• [Problem to solve]:
From the line containing "Pick out the poppy" to the end of the data, retype every line exactly and nothing else. Drop the pictures.

[Begin Data for this task]

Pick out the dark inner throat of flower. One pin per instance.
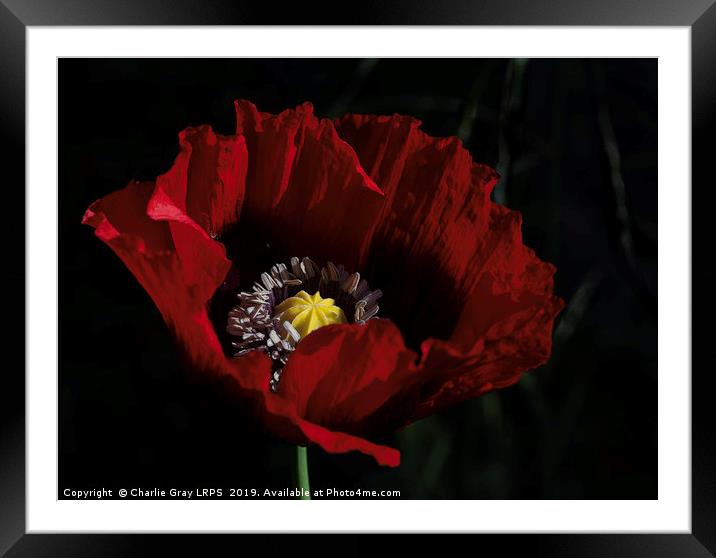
(287, 303)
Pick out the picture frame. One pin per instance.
(16, 16)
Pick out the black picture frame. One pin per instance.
(699, 15)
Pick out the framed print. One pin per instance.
(429, 274)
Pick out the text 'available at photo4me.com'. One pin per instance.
(223, 493)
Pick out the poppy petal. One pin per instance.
(303, 178)
(434, 220)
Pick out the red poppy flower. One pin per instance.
(317, 215)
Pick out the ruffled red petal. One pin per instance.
(452, 260)
(163, 233)
(303, 177)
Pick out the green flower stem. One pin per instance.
(302, 471)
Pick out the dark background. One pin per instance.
(576, 144)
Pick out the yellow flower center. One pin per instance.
(307, 313)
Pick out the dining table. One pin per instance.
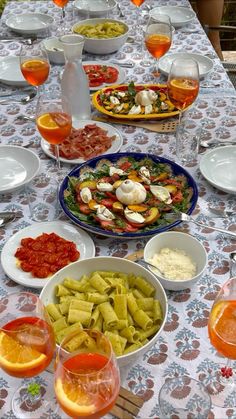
(183, 347)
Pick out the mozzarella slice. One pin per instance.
(114, 100)
(148, 109)
(85, 195)
(134, 217)
(113, 170)
(104, 187)
(135, 110)
(161, 193)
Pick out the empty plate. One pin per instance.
(10, 72)
(179, 16)
(18, 167)
(205, 64)
(218, 168)
(29, 22)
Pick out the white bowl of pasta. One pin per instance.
(119, 297)
(102, 35)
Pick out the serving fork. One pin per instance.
(187, 218)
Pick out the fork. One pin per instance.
(166, 126)
(185, 217)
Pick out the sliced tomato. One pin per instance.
(111, 74)
(178, 197)
(126, 165)
(129, 228)
(84, 208)
(107, 225)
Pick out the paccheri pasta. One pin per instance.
(122, 306)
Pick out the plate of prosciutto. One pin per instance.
(88, 139)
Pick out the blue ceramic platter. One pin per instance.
(113, 158)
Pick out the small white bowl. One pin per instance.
(54, 50)
(181, 241)
(95, 8)
(102, 45)
(105, 263)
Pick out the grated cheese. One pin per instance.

[End Data for this task]

• [Exercise output]:
Pick out the poppy petal. One pin per instance.
(303, 178)
(434, 220)
Pick out the red poppy flower. One pin per instance.
(317, 215)
Pick out the ruffled red petal. One pin per instance.
(452, 260)
(163, 233)
(303, 177)
Pick out the green flower stem. One pin per instance.
(302, 471)
Pick out the dark background. One pin per instance.
(576, 144)
Pick out the yellow flower center. One pin per instance.
(307, 313)
Pick out the dining table. One pin per instance.
(183, 347)
Pick out the mozzarella slice. One pin per instance.
(114, 100)
(148, 109)
(85, 195)
(134, 217)
(113, 170)
(104, 187)
(135, 110)
(161, 193)
Pick out the empty plate. One pin per instance.
(10, 72)
(179, 16)
(18, 167)
(205, 64)
(218, 168)
(29, 22)
Pick out the white bowl of pasta. One pin per instance.
(119, 297)
(102, 35)
Pick out the serving fork. One pin per instance.
(187, 218)
Pick out the fork. One pin per instance.
(166, 126)
(185, 217)
Pick out the sliced tomato. One pin per instance.
(111, 74)
(178, 197)
(126, 165)
(129, 228)
(84, 208)
(107, 225)
Pick out the paccheri pasta. One pin per instance.
(122, 306)
Pick out the plate of prosciutto. One pin per instance.
(88, 139)
Pick out the blue ceramic platter. One pin per instance.
(113, 158)
Pick out the small white bowl. One pin per instance.
(54, 50)
(181, 241)
(95, 8)
(102, 45)
(105, 263)
Pick out the grated cheese. One pin per instance.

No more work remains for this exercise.